(STATED GOAL)
Retype the scouting report below word for word, starting with "Official Records of" and going on through "of 28 miles.".

(TEXT EXTRACT)

☆ ☆ ☆

Official Records of the War of the Rebellion
Series 1, Volume 12, Part 1, p. 489-91

May 8-21, 1862.—Scout in Roane and Clay Counties, W. Va.

Report of Maj. Benjamin M. Skinner, Ninth West Virginia Infantry.

Charleston, May 22, 1862.

Colonel: I have the honor to submit the following report of my scout into Roane and Clay Counties.

In pursuance to your order we left camp on Elk River on Thursday, the 8th instant, at 11 o’clock, and marched that day to John D. Young’s on Elk River, a distance of 17 miles, when we encamped for the night. The next day we marched up the upper left-hand fork of sandy, knowing it to be the neighborhood where Comly ranged last season, and encamped at Vineyard, having marched a distance of 28 miles.

That night I threw out scouting parties, who scoured the country around about all night. Hearing there that the rebels had gone to Spencer I marched direct for that place, a distance of 19 miles, where I arrived on Saturday, the 10th instant, at 4 p.m. I rested my men there until Monday morning; found no provisions there except flour and pork. I learned there that the rebels had not been at Spencer, but had changed their course and gone down West Fork to Big Bend, on Little Kanawha.

On Monday morning I left 75 of my men, who were foot-sore, to guard the place, and in their stead I took a company of 40 men, under Lieutenant Bukey, of the Eleventh Virginia Regiment, whom I found stationed at Spencer, and marched with my command to Burning Springs, on Little Kanawha, a distance of 19 miles, arriving there at 6 o’clock Monday evening, 12th instant.

I there found that the rebels had escaped in small squads, finding themselves nearly surrounded. I found General Kelley at Burning Springs, with the Ringgold Cavalry and about 300 infantry; found also Colonel Rathbone, of the Eleventh Regiment Virginia Infantry, they having arrived there a few hours previous. I was ordered by General Kelley to remain with my command at Burning Springs, but upon representing to him the condition of my men, they having no blankets, camp equipage, cooking utensils, &c., and that one detachment of 75 men was at Spencer, I gained his consent to leave one company only at that point, and on Wednesday, 12 m., I left Lieutenant Bukey, with his company, at that place, and with the balance of my command marched up the West Fork of Little Kanawha to within a half mile of the Greathouse settlement (where we intended to encamp), when I heard firing at a distance of about 2 miles in front of us. I then ordered my men on double-quick to the place where the firing was supposed to be, but found nothing, and marched on to the Hiram Chapman place, a distance of 21 miles from Burning Springs, where I expected to find a company of the First Virginia Cavalry encamped, from which I supposed the firing I had heard a few miles back had originated. My advance guard was cautioned to march carefully, as there was danger of encountering their pickets, but the cavalry not having any guards out, my men could have surprised them very easily, taken their horses, and captured the whole company, who were asleep in the house. I then encamped for the night and learned from the cavalry that they had been fired upon by guerrillas at a distance of 600 yards. They returned the fire, but knew nothing of the effect it had on the rebels except to disperse them.

☆ ☆ ☆

(INFORMATION PROVIDED)

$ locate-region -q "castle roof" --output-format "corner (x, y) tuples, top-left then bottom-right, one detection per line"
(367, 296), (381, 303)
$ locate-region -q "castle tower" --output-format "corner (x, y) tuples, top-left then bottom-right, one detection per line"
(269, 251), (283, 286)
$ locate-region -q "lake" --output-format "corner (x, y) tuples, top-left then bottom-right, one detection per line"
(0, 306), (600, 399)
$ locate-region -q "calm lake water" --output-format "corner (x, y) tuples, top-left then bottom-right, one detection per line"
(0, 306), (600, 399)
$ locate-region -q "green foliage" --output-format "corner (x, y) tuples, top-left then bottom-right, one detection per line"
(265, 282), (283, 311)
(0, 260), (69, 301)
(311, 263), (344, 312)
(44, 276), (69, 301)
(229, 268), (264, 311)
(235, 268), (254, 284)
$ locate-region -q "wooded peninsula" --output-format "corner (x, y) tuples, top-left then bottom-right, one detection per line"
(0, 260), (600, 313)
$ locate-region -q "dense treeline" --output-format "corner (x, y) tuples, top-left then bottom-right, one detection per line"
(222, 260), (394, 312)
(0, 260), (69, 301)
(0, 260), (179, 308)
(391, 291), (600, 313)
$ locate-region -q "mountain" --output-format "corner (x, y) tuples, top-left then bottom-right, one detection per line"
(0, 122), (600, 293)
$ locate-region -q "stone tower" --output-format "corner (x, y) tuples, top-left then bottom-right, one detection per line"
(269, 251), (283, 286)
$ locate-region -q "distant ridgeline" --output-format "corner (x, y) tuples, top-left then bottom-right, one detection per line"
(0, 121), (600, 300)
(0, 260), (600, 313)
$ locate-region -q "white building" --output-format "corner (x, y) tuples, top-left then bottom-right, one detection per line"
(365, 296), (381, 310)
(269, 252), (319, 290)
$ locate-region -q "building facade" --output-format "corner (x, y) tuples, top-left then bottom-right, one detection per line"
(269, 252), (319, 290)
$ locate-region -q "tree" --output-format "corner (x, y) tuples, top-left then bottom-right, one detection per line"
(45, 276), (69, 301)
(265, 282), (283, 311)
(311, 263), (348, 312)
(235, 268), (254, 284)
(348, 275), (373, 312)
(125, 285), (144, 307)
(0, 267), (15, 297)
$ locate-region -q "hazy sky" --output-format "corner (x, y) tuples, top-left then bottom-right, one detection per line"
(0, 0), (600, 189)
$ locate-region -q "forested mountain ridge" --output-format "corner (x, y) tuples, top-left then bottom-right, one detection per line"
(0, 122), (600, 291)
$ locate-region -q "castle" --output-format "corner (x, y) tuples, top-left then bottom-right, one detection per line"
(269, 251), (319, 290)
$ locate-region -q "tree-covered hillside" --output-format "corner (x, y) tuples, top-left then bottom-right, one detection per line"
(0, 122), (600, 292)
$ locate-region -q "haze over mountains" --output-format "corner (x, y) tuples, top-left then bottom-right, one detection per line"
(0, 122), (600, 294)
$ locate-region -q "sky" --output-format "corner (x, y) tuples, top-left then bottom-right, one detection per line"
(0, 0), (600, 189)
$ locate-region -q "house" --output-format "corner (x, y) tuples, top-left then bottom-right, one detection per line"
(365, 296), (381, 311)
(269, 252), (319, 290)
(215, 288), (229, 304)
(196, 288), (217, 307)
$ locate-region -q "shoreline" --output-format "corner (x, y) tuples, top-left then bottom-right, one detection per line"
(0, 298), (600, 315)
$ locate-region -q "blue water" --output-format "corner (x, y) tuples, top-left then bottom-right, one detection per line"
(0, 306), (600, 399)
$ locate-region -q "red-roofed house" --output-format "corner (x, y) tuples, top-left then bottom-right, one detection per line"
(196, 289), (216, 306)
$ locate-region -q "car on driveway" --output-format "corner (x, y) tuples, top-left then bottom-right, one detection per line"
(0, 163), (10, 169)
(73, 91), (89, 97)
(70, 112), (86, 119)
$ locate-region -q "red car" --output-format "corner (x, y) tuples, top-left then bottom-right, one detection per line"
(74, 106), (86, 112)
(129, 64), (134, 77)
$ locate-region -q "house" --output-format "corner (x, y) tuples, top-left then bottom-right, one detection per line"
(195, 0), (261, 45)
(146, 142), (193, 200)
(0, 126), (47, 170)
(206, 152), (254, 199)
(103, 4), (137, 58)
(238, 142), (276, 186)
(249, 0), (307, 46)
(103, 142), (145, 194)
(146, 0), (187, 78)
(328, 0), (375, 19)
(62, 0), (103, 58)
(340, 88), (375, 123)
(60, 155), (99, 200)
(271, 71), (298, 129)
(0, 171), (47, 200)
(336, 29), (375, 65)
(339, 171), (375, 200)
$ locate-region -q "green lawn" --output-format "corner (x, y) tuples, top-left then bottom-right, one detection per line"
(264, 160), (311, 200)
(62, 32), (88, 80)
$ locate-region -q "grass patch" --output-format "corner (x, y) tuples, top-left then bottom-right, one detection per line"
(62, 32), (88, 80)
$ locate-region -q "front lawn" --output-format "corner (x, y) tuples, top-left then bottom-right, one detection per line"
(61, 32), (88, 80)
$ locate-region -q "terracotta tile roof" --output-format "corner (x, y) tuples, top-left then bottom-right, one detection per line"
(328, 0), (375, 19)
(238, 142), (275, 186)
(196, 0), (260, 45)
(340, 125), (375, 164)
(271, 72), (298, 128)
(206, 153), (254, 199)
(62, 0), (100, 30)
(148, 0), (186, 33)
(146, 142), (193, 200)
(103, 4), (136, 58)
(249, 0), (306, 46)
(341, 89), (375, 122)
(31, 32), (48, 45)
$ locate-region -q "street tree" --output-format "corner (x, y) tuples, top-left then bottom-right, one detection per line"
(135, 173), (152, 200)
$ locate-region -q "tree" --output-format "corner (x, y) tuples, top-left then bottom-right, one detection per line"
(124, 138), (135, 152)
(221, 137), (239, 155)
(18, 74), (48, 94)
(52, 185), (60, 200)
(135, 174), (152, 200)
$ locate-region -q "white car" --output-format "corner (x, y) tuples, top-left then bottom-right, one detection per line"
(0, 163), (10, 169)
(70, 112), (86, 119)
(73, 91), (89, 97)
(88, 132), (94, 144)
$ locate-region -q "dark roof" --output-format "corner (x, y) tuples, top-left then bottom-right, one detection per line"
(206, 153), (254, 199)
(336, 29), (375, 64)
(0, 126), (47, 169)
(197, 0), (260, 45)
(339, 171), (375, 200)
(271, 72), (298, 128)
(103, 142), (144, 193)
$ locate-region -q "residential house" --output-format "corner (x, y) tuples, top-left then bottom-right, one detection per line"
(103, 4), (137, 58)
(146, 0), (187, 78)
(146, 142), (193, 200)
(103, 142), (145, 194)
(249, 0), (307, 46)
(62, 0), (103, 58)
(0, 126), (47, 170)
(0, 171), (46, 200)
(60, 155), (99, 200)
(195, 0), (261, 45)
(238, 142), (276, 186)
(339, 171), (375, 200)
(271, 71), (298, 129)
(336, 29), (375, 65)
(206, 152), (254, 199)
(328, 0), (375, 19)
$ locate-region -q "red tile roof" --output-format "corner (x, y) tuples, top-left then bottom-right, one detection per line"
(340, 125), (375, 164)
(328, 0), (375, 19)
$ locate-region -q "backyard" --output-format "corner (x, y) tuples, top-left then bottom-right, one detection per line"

☆ ☆ ☆

(RESULT FOR THIS TASK)
Official Records of the War of the Rebellion
Series 1, Volume 12, Part 1, p. 489-91

May 8-21, 1862.—Scout in Roane and Clay Counties, W. Va.

Report of Maj. Benjamin M. Skinner, Ninth West Virginia Infantry.

Charleston, May 22, 1862.

Colonel: I have the honor to submit the following report of my scout into Roane and Clay Counties.

In pursuance to your order we left camp on Elk River on Thursday, the 8th instant, at 11 o’clock, and marched that day to John D. Young’s on Elk River, a distance of 17 miles, when we encamped for the night. The next day we marched up the upper left-hand fork of sandy, knowing it to be the neighborhood where Comly ranged last season, and encamped at Vineyard, having marched a distance of 28 miles.